▶ **SUPPLIED TEXT**:
>>>
In The Gambia, Isatou would not do such a job, given her education. She once worked as a marketer of Sim cards and cell phones of one of the GSM companies in The Gambia. At one point, she was also ticket seller for a lottery company in the country.

Her job in the eight-bedroom, two-storey building home in the Lebanese capital of Beirut includes bathing the kids, cleaning the rooms, pavements and backyard, scrubbing the tiled floors, wiping window glasses, furniture and the interior walls.

“I also clean the dining room and the plates after every meal.   Sometimes, they wake me from sleep at 2 a.m. just to do this,” she said.

Prior to her going to Kuwait, she was a simple town girl, who went to school and has completed junior secondary education.  She dropped out in the first year of her senior secondary schooling due to teenage pregnancy, even though she was a good student in English, Geography, and Home Economics.

Despite Isatou’s dreams of going to university one day, it was her ageing mum who ended up in a wheelchair after she heard the news of her daughter’s pregnancy in the eighth grade.  She has had stroke.  Her dad, also ageing and now a retired night watchman, has neither the means nor the strength to support Isatou to return to school after she delivered a son.

She ended up joining the teeming number of young school dropouts searching for jobs in an already saturated market of joblessness.  But with no certified skills other than her basic secondary school certificate, her plans increasingly became a far-fetched dream.

$175 per month pay

She was offered a $175 pay per month.  Isatou saw this as a higher offer than what she managed to earn in two of her jobs in The Gambia. Her employers would provide accommodation, feeding and welfare.  She didn’t know she will be sleeping on a three-inch thick mattress on a bare concrete floor of a room behind the family’s house for almost three years.

“I saw it as an opportunity to experience travel, at least once in my life.  I was promised security, welfare and reasonable pay.  So I took the offer,” she explained.
<<<
[Items from a data source]
>>>
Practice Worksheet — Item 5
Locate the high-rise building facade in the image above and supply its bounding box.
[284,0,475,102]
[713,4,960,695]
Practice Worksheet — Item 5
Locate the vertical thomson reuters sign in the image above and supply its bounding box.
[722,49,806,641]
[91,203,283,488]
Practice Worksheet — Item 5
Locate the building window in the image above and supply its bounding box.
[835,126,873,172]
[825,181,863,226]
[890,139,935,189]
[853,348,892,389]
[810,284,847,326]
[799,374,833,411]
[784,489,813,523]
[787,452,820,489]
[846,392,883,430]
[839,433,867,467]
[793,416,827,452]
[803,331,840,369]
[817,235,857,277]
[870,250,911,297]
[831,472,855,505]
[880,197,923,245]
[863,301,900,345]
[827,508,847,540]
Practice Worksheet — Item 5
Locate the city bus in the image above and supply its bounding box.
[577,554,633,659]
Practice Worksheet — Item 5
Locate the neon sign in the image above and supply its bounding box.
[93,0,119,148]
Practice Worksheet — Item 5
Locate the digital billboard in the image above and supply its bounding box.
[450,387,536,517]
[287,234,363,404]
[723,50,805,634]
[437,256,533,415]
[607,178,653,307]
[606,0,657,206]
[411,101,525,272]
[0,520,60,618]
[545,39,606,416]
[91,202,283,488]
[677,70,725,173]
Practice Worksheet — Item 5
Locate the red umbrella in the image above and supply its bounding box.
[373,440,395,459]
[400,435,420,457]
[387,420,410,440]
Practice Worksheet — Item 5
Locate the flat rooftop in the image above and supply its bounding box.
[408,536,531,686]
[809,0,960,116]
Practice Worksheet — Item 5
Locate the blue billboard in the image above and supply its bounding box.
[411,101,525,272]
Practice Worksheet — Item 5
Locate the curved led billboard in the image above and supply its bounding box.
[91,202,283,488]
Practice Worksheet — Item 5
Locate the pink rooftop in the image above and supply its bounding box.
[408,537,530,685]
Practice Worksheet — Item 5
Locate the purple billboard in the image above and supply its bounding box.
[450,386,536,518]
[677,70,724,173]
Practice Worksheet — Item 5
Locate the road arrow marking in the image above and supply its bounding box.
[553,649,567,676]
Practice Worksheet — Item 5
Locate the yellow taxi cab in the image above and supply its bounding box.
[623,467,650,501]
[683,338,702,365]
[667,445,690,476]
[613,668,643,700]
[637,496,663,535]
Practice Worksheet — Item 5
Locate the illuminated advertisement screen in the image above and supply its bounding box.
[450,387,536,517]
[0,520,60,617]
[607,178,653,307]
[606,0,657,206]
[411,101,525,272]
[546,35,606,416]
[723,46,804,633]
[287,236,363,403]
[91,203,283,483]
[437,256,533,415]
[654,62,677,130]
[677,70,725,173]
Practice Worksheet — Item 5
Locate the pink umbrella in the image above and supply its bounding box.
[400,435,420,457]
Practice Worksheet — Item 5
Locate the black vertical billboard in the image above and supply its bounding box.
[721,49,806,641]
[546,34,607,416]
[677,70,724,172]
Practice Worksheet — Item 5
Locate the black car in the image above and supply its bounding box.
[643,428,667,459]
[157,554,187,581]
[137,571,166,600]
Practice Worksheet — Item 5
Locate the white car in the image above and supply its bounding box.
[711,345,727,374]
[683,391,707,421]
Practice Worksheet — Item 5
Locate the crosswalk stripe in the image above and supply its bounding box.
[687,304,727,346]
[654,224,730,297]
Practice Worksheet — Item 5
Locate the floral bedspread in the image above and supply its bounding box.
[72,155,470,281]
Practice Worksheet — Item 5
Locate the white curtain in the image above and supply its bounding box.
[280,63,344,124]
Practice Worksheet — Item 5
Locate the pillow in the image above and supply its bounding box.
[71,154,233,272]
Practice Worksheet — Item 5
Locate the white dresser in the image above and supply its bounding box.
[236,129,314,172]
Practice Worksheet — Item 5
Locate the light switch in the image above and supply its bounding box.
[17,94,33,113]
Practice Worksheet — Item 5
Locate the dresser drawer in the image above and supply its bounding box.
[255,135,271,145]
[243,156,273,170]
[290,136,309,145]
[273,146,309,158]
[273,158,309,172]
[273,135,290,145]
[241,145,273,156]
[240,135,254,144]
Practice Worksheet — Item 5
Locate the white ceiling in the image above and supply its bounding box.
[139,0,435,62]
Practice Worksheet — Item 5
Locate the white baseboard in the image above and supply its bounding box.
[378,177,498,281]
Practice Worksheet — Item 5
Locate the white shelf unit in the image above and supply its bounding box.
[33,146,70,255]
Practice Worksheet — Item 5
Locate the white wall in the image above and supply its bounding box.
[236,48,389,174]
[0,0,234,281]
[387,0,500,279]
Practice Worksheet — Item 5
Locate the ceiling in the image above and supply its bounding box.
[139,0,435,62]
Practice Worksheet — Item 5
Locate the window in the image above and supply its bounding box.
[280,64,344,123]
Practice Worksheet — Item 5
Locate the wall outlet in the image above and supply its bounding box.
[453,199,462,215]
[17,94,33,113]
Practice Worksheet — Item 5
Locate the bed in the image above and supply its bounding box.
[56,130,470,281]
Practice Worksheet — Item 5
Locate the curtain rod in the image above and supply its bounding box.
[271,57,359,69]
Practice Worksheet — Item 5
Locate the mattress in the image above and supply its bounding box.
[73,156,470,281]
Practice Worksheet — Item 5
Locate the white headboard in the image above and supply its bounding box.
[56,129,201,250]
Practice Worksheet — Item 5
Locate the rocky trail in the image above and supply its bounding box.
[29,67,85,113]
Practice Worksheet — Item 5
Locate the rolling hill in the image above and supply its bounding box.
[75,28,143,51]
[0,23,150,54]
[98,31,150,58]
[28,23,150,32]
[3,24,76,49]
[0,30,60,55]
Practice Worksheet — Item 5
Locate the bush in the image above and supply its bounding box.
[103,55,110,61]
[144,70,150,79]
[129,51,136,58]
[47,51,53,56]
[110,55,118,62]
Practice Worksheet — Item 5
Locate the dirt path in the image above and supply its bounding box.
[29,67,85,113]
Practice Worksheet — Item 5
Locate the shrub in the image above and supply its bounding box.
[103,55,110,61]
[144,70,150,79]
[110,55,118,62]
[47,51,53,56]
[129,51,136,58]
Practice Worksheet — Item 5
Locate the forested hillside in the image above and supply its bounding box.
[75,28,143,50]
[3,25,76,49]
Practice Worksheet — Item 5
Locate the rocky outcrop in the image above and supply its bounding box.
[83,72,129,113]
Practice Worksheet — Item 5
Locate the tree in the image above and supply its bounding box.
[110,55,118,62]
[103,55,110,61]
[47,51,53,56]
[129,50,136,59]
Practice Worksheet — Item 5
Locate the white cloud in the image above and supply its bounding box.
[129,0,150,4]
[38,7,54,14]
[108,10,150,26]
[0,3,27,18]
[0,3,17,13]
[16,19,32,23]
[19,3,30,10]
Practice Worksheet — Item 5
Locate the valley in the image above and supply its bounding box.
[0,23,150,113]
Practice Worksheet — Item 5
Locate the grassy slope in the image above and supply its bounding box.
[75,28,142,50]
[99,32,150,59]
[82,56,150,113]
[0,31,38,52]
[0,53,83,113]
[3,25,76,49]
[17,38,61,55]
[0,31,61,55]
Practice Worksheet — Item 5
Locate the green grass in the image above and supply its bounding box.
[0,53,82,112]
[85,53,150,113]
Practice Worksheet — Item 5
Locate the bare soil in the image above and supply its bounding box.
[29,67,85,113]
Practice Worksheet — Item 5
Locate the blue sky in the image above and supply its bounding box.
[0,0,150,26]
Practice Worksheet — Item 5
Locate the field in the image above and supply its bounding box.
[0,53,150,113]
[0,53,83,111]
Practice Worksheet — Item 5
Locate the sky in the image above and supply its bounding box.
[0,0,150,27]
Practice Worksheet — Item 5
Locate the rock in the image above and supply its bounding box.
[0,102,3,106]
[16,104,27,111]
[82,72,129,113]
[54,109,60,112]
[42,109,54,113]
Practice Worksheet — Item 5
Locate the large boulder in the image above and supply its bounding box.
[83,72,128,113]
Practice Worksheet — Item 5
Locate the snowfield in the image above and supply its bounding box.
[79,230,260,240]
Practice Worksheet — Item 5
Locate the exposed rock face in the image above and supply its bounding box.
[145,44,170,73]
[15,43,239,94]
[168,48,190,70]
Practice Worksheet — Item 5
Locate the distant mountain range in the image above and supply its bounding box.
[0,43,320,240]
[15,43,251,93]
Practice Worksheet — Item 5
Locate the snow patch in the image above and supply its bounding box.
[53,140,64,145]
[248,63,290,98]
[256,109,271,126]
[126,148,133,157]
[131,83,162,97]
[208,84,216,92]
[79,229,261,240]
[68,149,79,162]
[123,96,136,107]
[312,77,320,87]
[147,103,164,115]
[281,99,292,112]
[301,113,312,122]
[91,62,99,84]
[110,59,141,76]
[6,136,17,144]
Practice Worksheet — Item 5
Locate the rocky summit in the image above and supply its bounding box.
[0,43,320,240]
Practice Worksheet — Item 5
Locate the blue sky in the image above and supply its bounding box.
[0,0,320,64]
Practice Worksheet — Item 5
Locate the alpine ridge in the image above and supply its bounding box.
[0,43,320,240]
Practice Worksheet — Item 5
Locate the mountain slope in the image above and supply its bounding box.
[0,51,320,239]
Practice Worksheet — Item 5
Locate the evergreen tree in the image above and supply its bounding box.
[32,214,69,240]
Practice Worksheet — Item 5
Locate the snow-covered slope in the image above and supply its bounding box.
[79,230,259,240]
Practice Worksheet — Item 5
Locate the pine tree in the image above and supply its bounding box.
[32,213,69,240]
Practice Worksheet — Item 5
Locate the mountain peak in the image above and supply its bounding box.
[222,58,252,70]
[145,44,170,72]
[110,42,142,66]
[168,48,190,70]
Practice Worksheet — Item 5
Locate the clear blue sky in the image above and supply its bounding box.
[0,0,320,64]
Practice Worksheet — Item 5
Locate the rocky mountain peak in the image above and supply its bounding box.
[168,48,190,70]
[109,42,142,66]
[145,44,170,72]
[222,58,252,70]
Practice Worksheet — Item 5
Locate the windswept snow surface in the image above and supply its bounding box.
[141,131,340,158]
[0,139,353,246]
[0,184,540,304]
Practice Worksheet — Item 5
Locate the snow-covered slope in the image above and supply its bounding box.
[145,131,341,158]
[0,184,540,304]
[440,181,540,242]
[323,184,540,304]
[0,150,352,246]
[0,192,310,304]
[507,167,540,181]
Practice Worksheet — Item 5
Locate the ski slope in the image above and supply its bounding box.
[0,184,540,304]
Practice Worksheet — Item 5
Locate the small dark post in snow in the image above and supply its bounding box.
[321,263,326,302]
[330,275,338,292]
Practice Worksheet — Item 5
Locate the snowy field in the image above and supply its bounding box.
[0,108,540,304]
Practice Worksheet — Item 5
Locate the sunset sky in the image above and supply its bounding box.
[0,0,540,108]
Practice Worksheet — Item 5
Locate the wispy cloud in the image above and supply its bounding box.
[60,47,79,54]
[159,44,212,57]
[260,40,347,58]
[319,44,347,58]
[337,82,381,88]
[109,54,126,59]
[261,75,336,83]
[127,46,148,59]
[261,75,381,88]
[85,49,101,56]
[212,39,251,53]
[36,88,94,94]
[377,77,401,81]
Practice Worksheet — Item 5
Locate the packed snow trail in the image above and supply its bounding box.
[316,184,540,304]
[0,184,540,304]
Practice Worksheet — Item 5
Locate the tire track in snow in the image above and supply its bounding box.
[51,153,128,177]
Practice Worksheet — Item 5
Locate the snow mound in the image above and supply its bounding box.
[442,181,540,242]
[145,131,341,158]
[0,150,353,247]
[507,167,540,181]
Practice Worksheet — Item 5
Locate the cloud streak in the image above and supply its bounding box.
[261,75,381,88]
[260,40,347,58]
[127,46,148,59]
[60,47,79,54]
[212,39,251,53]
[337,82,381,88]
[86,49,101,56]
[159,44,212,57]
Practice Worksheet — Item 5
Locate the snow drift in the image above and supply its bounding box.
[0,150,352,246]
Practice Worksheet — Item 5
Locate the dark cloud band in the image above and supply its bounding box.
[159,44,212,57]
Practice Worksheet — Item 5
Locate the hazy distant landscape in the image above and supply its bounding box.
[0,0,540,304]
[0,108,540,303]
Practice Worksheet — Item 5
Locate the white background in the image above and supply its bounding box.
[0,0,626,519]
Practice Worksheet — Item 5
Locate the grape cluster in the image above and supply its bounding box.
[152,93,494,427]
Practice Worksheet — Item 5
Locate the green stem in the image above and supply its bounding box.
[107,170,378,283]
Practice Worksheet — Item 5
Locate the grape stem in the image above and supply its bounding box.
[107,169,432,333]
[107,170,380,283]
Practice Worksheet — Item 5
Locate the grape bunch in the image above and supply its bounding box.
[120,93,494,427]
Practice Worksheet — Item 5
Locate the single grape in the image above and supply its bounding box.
<<<
▶ **REQUIRED ACTIONS**:
- 1) How would you translate "Her employers would provide accommodation, feeding and welfare." from the account of Isatou into French?
- 2) In the account of Isatou, what duties are listed in the sentence beginning "Her job in the eight-bedroom, two-storey building home"?
- 3) Can you carry the account of Isatou's work abroad forward from its final paragraph?

▶ **RESPONSES FOR EACH TASK**:
- 1) Ses employeurs lui fourniraient le logement, les repas et le bien-être.

- 2)
- Bathing the kids
- Cleaning the rooms, pavements and backyard
- Scrubbing the tiled floors
- Wiping window glasses, furniture and the interior walls

- 3)
In early 2014 when she came to Beirut, a dollar was D37.  With $175, she was making about D5,000 per month.

This was enough to pay for the family’s rent, buy a bag of rice and a week’s fish money for a family of seven – now excluding Isatou.  If she is to save anything from this amount, it means she will cut off some of those family expenses.

She needed to maintain her expenses to minimum if she has to save anything from her $175 monthly pay. Or, send some money to her family in Gambia each month, as she promised her father and aunty Binta, who was now in charge of bringing up Isatou’s young son.

Her mum and the scars

Her mum passed away two years ago.  She could not survive the stroke, and Isatou still spends sleepless nights crying when she thinks about her mum. Her aunty Binta, notorious for her love for money, has taken the role of making decisions on Isatou and her siblings’ lives.

In her mid-forties, Binta has been with their family after her divorce from her marriage since Isatou was in the eighth grade. It was not surprising she encouraged her to travel and work in Kuwait.

“Would it not be lovely to travel to the land of the Arabs and experience new things?” Isatou recalled her aunty telling her.

That was why the first time her mistress’ husband raped her while the wife and the rest of the family were asleep, she cried so hard and regretted why she got pregnant while going to school.

“She would not have encouraged me to go away to work in a foreign country where I would be helpless,” Isatou recalled proudly of her mum.

Now all she wants is to finish paying up her contract years that would have made up her employer’s investment on her travels from Banjul to Lebanon.  It is between $2,000 to $3,000.

“They do not allow me to eat with the family neither am I allowed to answer the door,” she said.

The rapes, the insults and the battering became routine.  Still she cannot leave.  Her passport is confiscated.  She works very long hours without rest.  She gets no medical care or other welfares as promised.  It is a trap, she admitted.

Isatou has become a slave and she cannot free herself.  It even makes her cry more when she goes to bed after exhaustive hours of work.

“I will be free one day. I will return home and secretly nurse the scars this work in Lebanon has inflicted on me,” she said.